__Exercise prompt__
Among the entries that follow, find every line with the word "system" and copy it.

Content starts

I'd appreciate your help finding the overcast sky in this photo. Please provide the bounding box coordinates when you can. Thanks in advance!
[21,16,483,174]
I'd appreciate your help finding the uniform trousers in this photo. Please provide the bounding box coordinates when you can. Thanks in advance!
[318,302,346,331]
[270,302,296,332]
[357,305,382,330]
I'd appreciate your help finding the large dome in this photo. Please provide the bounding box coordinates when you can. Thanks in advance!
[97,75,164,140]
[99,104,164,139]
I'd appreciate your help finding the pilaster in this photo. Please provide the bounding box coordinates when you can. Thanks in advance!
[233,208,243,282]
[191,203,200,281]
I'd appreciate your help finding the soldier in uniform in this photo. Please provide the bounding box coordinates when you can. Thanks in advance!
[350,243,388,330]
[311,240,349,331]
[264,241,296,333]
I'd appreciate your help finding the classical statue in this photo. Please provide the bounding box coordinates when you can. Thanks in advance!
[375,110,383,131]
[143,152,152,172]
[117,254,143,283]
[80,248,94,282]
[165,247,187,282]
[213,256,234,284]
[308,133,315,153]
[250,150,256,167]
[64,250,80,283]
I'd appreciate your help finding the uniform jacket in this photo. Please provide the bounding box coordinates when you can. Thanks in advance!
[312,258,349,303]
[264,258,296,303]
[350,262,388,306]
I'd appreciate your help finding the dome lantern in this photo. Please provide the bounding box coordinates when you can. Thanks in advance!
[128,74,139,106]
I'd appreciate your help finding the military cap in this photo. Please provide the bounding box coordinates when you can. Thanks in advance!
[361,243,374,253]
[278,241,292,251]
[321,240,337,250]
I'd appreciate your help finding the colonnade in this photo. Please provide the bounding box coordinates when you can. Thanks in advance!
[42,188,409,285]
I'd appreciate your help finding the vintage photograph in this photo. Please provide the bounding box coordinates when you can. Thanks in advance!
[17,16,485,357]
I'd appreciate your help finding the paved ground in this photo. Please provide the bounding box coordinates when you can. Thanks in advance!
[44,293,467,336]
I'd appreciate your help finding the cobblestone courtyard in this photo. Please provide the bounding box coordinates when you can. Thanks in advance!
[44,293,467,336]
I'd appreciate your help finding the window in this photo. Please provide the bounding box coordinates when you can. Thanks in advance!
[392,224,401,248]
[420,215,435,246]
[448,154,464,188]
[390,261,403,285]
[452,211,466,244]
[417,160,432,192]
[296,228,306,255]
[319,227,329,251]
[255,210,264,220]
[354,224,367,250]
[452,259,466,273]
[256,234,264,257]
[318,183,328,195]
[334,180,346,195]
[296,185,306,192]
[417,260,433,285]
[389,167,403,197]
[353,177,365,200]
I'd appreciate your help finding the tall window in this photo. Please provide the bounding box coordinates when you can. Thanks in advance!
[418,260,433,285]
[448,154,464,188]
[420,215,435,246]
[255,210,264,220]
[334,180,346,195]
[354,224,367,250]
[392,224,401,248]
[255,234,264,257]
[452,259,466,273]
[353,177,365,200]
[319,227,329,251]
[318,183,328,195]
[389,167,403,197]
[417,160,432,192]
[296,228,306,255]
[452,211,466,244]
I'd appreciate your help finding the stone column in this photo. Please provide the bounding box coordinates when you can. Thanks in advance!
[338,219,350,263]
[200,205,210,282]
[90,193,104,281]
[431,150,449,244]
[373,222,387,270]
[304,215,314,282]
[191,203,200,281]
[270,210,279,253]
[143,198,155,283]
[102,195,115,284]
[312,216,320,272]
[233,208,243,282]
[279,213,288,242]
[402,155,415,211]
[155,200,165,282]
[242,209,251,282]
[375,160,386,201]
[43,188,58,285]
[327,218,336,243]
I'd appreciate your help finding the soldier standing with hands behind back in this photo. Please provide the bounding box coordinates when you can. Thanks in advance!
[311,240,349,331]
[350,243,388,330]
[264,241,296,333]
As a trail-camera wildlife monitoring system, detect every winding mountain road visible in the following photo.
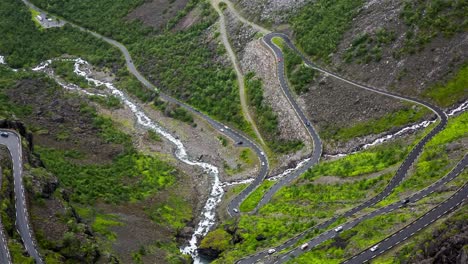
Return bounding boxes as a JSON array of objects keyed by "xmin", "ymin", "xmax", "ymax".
[
  {"xmin": 276, "ymin": 155, "xmax": 467, "ymax": 264},
  {"xmin": 15, "ymin": 1, "xmax": 465, "ymax": 264},
  {"xmin": 344, "ymin": 184, "xmax": 467, "ymax": 264},
  {"xmin": 239, "ymin": 154, "xmax": 466, "ymax": 263},
  {"xmin": 0, "ymin": 130, "xmax": 42, "ymax": 264},
  {"xmin": 234, "ymin": 33, "xmax": 451, "ymax": 263}
]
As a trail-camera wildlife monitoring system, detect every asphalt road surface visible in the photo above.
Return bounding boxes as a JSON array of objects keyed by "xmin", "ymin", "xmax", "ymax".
[
  {"xmin": 345, "ymin": 182, "xmax": 468, "ymax": 263},
  {"xmin": 247, "ymin": 35, "xmax": 324, "ymax": 212},
  {"xmin": 0, "ymin": 130, "xmax": 42, "ymax": 264},
  {"xmin": 0, "ymin": 166, "xmax": 12, "ymax": 264},
  {"xmin": 237, "ymin": 154, "xmax": 467, "ymax": 264},
  {"xmin": 276, "ymin": 155, "xmax": 467, "ymax": 264}
]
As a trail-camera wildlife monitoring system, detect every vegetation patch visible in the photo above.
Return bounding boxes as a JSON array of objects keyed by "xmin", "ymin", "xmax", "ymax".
[
  {"xmin": 200, "ymin": 229, "xmax": 232, "ymax": 252},
  {"xmin": 381, "ymin": 111, "xmax": 468, "ymax": 205},
  {"xmin": 271, "ymin": 37, "xmax": 284, "ymax": 48},
  {"xmin": 239, "ymin": 149, "xmax": 255, "ymax": 165},
  {"xmin": 37, "ymin": 146, "xmax": 177, "ymax": 204},
  {"xmin": 146, "ymin": 195, "xmax": 193, "ymax": 231},
  {"xmin": 0, "ymin": 68, "xmax": 35, "ymax": 119},
  {"xmin": 211, "ymin": 138, "xmax": 411, "ymax": 262},
  {"xmin": 245, "ymin": 72, "xmax": 304, "ymax": 154},
  {"xmin": 291, "ymin": 0, "xmax": 365, "ymax": 62},
  {"xmin": 0, "ymin": 0, "xmax": 123, "ymax": 68},
  {"xmin": 305, "ymin": 142, "xmax": 408, "ymax": 179},
  {"xmin": 35, "ymin": 105, "xmax": 177, "ymax": 204},
  {"xmin": 288, "ymin": 207, "xmax": 418, "ymax": 263},
  {"xmin": 31, "ymin": 0, "xmax": 150, "ymax": 43},
  {"xmin": 28, "ymin": 7, "xmax": 42, "ymax": 28},
  {"xmin": 397, "ymin": 0, "xmax": 467, "ymax": 56},
  {"xmin": 89, "ymin": 95, "xmax": 123, "ymax": 109},
  {"xmin": 239, "ymin": 180, "xmax": 275, "ymax": 212},
  {"xmin": 30, "ymin": 0, "xmax": 252, "ymax": 134},
  {"xmin": 343, "ymin": 28, "xmax": 396, "ymax": 64},
  {"xmin": 92, "ymin": 213, "xmax": 123, "ymax": 241},
  {"xmin": 132, "ymin": 11, "xmax": 249, "ymax": 131},
  {"xmin": 9, "ymin": 241, "xmax": 35, "ymax": 263},
  {"xmin": 422, "ymin": 65, "xmax": 468, "ymax": 107},
  {"xmin": 153, "ymin": 98, "xmax": 195, "ymax": 126},
  {"xmin": 321, "ymin": 105, "xmax": 430, "ymax": 142},
  {"xmin": 373, "ymin": 205, "xmax": 467, "ymax": 263},
  {"xmin": 51, "ymin": 60, "xmax": 95, "ymax": 89},
  {"xmin": 166, "ymin": 0, "xmax": 200, "ymax": 30},
  {"xmin": 224, "ymin": 148, "xmax": 257, "ymax": 176},
  {"xmin": 284, "ymin": 46, "xmax": 316, "ymax": 94}
]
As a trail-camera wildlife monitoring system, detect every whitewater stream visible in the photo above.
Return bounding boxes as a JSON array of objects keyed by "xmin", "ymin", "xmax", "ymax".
[
  {"xmin": 6, "ymin": 55, "xmax": 467, "ymax": 263},
  {"xmin": 325, "ymin": 100, "xmax": 467, "ymax": 159},
  {"xmin": 32, "ymin": 58, "xmax": 221, "ymax": 263}
]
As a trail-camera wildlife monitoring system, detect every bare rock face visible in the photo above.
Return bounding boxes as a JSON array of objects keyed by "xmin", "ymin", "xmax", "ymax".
[
  {"xmin": 405, "ymin": 208, "xmax": 468, "ymax": 264},
  {"xmin": 297, "ymin": 73, "xmax": 410, "ymax": 153},
  {"xmin": 331, "ymin": 0, "xmax": 468, "ymax": 100},
  {"xmin": 225, "ymin": 9, "xmax": 258, "ymax": 59},
  {"xmin": 232, "ymin": 0, "xmax": 310, "ymax": 26}
]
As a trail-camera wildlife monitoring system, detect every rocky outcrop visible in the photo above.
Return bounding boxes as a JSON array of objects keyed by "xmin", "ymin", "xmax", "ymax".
[
  {"xmin": 331, "ymin": 0, "xmax": 468, "ymax": 101},
  {"xmin": 224, "ymin": 9, "xmax": 258, "ymax": 59},
  {"xmin": 0, "ymin": 119, "xmax": 33, "ymax": 151},
  {"xmin": 232, "ymin": 0, "xmax": 310, "ymax": 26},
  {"xmin": 404, "ymin": 207, "xmax": 468, "ymax": 264},
  {"xmin": 198, "ymin": 247, "xmax": 221, "ymax": 260}
]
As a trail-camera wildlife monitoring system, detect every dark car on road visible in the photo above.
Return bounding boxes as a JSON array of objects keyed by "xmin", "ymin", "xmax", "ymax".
[{"xmin": 0, "ymin": 132, "xmax": 8, "ymax": 138}]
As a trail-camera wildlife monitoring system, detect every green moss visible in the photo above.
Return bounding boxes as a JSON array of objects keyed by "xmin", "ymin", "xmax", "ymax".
[
  {"xmin": 92, "ymin": 214, "xmax": 123, "ymax": 241},
  {"xmin": 9, "ymin": 241, "xmax": 35, "ymax": 263},
  {"xmin": 306, "ymin": 142, "xmax": 408, "ymax": 179},
  {"xmin": 200, "ymin": 229, "xmax": 232, "ymax": 252},
  {"xmin": 147, "ymin": 195, "xmax": 192, "ymax": 231},
  {"xmin": 423, "ymin": 65, "xmax": 468, "ymax": 107},
  {"xmin": 240, "ymin": 180, "xmax": 275, "ymax": 212},
  {"xmin": 380, "ymin": 112, "xmax": 468, "ymax": 205},
  {"xmin": 37, "ymin": 146, "xmax": 177, "ymax": 204},
  {"xmin": 230, "ymin": 183, "xmax": 249, "ymax": 195},
  {"xmin": 271, "ymin": 37, "xmax": 284, "ymax": 48}
]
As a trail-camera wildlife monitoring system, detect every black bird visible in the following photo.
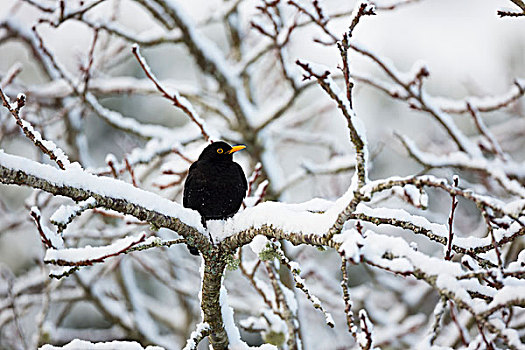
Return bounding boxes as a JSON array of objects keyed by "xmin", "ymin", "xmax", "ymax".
[{"xmin": 183, "ymin": 141, "xmax": 247, "ymax": 254}]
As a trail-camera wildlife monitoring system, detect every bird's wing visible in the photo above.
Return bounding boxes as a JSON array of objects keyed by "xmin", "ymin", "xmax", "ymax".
[
  {"xmin": 235, "ymin": 163, "xmax": 248, "ymax": 198},
  {"xmin": 183, "ymin": 162, "xmax": 199, "ymax": 208}
]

Content ends

__Result of this exercise__
As a trail-camera wildlife monitoring system, detect every winding mountain road visible in the following photo.
As a trail-camera wildlife monitoring system, detect every asphalt road surface visible in the photo above.
As a trail-camera wildlife monitoring system, detect every vegetation patch visible in the photo above.
As a trail-camera wildlife monitoring system, detect every whitewater stream visible in the photo above.
As a trail-camera wildlife monitoring system, detect every bare rock face visible in the photo above.
As a trail-camera wildlife monitoring system, detect every rocky outcrop visible in the photo above.
As a trail-camera wildlife monitoring system, detect every dark car on road visible in the photo above.
As a trail-camera wildlife monitoring system, detect every green moss visible in the photo above.
As a trail-camera wildlife monitoring system, detect every black bird visible in the following photo.
As a trail-camera wildlife monitoring system, detect every bird's wing visible in the photo above.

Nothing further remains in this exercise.